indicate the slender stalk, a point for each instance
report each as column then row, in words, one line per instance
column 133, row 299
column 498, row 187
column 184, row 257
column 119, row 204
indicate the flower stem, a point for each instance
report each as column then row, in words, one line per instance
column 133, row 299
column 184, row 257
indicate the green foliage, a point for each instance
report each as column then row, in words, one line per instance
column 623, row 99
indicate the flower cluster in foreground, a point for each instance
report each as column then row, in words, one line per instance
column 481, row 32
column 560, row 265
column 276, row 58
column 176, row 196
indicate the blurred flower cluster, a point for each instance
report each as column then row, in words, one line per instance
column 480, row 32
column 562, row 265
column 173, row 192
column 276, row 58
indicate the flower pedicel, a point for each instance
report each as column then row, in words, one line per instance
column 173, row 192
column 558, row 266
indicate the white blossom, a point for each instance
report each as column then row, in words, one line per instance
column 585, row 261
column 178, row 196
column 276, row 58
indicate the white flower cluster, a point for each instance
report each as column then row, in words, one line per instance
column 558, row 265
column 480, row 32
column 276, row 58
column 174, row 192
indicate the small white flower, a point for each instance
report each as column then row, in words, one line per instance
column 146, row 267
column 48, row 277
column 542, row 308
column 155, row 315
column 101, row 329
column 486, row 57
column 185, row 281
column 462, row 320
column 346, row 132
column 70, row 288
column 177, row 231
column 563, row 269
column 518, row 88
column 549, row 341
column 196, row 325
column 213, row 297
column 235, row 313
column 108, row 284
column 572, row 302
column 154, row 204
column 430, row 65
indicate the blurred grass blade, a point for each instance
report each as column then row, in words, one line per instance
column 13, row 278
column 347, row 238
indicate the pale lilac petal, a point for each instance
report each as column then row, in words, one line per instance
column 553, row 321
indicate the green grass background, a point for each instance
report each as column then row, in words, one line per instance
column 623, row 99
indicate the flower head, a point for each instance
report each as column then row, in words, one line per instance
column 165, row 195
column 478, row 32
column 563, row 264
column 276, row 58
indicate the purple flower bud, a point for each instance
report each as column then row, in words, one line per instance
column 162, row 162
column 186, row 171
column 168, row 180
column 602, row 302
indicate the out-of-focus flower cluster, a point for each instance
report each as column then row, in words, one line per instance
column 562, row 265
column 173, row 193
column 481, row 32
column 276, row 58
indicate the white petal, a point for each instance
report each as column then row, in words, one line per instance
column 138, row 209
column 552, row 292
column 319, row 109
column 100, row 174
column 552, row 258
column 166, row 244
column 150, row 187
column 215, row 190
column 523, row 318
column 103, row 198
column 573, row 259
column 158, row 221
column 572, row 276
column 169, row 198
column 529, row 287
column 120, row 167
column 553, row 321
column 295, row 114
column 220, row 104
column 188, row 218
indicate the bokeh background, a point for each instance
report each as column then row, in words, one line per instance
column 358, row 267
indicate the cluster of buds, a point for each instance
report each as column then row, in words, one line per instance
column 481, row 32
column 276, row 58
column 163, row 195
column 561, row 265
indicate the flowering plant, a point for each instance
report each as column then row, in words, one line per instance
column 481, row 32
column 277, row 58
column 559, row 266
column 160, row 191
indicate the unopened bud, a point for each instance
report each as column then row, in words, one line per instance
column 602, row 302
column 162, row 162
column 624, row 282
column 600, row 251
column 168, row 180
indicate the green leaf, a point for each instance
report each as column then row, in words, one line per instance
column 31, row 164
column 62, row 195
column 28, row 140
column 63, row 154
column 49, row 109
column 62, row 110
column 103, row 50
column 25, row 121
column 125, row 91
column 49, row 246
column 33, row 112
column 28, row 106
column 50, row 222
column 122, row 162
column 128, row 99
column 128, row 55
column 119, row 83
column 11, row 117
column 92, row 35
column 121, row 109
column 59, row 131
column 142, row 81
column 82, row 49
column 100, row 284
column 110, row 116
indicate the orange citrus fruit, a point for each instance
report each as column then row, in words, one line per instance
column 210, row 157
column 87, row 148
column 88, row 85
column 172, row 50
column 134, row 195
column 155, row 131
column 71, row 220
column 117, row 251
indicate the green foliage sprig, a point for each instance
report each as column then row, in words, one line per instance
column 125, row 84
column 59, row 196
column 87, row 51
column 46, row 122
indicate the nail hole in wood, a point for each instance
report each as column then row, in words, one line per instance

┄┄┄┄┄┄

### SET PROBLEM
Convert all of the records above into a numbered list, with one item per line and any blank lines omitted.

### SOLUTION TO THIS TASK
1. indicate the slender stalk, a point for each instance
2. report each as column then row, in words, one line per instance
3. column 133, row 299
4. column 498, row 187
5. column 184, row 257
6. column 119, row 204
7. indicate the flower stem, a point for each instance
8. report each as column then row, in words, one line per instance
9. column 133, row 299
10. column 184, row 257
11. indicate the green foliage, a point for each instance
12. report each as column then row, in words, one line per instance
13. column 623, row 99
14. indicate the flower cluster in foreground, a point for each instance
15. report each as column then row, in words, one line per instance
16. column 481, row 32
17. column 560, row 265
18. column 276, row 58
19. column 176, row 196
20. indicate the blurred flower cluster, a point for each instance
21. report each as column then row, in words, one line per instance
22. column 480, row 32
23. column 562, row 265
24. column 173, row 192
25. column 276, row 58
26. indicate the flower pedicel, a point for each instance
27. report each as column then row, in words, one line per instance
28. column 173, row 192
29. column 558, row 266
30. indicate the white blossom, a point for each instance
31. report each as column then row, in words, one line per instance
32. column 585, row 261
33. column 178, row 196
34. column 276, row 58
35. indicate the white flower cluster, a point for each instance
36. report each as column then row, in words, one line per instance
37. column 558, row 265
38. column 480, row 32
39. column 276, row 58
40. column 174, row 192
41. indicate the small white flower, a point for each instance
42. report each as column then row, in words, one line per instance
43. column 146, row 267
44. column 48, row 277
45. column 542, row 308
46. column 155, row 315
47. column 101, row 329
48. column 486, row 57
49. column 185, row 281
50. column 462, row 320
51. column 346, row 132
52. column 70, row 288
53. column 177, row 231
54. column 563, row 269
55. column 518, row 88
56. column 549, row 341
57. column 196, row 325
58. column 213, row 297
59. column 235, row 313
60. column 108, row 284
61. column 572, row 302
62. column 154, row 204
63. column 430, row 65
64. indicate the blurred grass blade, a point for each instance
65. report each as column then row, in words, one line per instance
66. column 13, row 278
67. column 347, row 238
68. indicate the pale lilac petal, a point for each instance
69. report each as column then row, in words, one line per instance
70. column 553, row 321
71. indicate the green grass background, a point for each instance
72. report each as column then row, in words, one line per instance
73. column 623, row 99
74. indicate the flower head, a point for each instance
75. report each as column then row, in words, one line per instance
76. column 165, row 195
77. column 478, row 32
78. column 563, row 264
79. column 276, row 58
80. indicate the purple flower bud, a point for each instance
81. report each as column then row, in words, one line per instance
82. column 162, row 162
83. column 186, row 171
84. column 168, row 180
85. column 602, row 302
86. indicate the out-of-focus flower cluster, a point for each instance
87. report each as column then row, in words, one line per instance
88. column 562, row 265
89. column 173, row 193
90. column 481, row 32
91. column 276, row 58
92. indicate the white petal, a point for each instance
93. report each as column then row, in words, one line per instance
94. column 138, row 209
95. column 552, row 292
96. column 319, row 109
97. column 100, row 174
98. column 552, row 258
99. column 166, row 244
100. column 150, row 187
101. column 215, row 190
102. column 523, row 318
103. column 103, row 198
104. column 573, row 259
105. column 158, row 221
106. column 572, row 276
107. column 169, row 198
108. column 529, row 287
109. column 120, row 167
110. column 553, row 321
111. column 295, row 114
112. column 220, row 104
113. column 188, row 218
114. indicate the bokeh background, a point for each instance
115. report each as column then row, in words, one line per instance
116. column 358, row 267
117. indicate the cluster of buds, a point for each instance
118. report each as column then row, in words, one line per instance
119. column 481, row 32
120. column 276, row 58
121. column 163, row 195
122. column 561, row 265
123. indicate the flowering plant, a point for each instance
124. report each as column then row, in words, one line per instance
125. column 481, row 32
126. column 277, row 58
127. column 559, row 266
128. column 160, row 191
129. indicate the unopened bud, a point for each instance
130. report each as column then row, in words, one line per instance
131. column 602, row 302
132. column 162, row 162
133. column 624, row 282
134. column 600, row 251
135. column 168, row 180
136. indicate the green leaf, a point for each instance
137. report each as column then row, in words, one line per instance
138. column 31, row 164
139. column 62, row 195
140. column 28, row 140
141. column 63, row 154
142. column 49, row 109
143. column 62, row 110
144. column 103, row 50
145. column 25, row 121
146. column 125, row 91
147. column 49, row 246
148. column 33, row 112
149. column 28, row 106
150. column 50, row 222
151. column 122, row 162
152. column 128, row 99
153. column 128, row 55
154. column 119, row 83
155. column 11, row 117
156. column 92, row 35
157. column 121, row 109
158. column 59, row 131
159. column 142, row 81
160. column 82, row 49
161. column 100, row 284
162. column 110, row 116
163. indicate the orange citrus fruit, a point for each instance
164. report each as column then row, in words, one line per instance
165. column 210, row 157
166. column 87, row 148
167. column 88, row 85
168. column 172, row 50
169. column 134, row 195
170. column 155, row 131
171. column 71, row 220
172. column 117, row 251
173. indicate the green foliage sprig, a point for each instance
174. report each as column then row, in words, one line per instance
175. column 125, row 84
176. column 59, row 196
177. column 87, row 51
178. column 46, row 122
179. indicate the nail hole in wood, a point for each instance
180. report each as column then row, in words, one line per instance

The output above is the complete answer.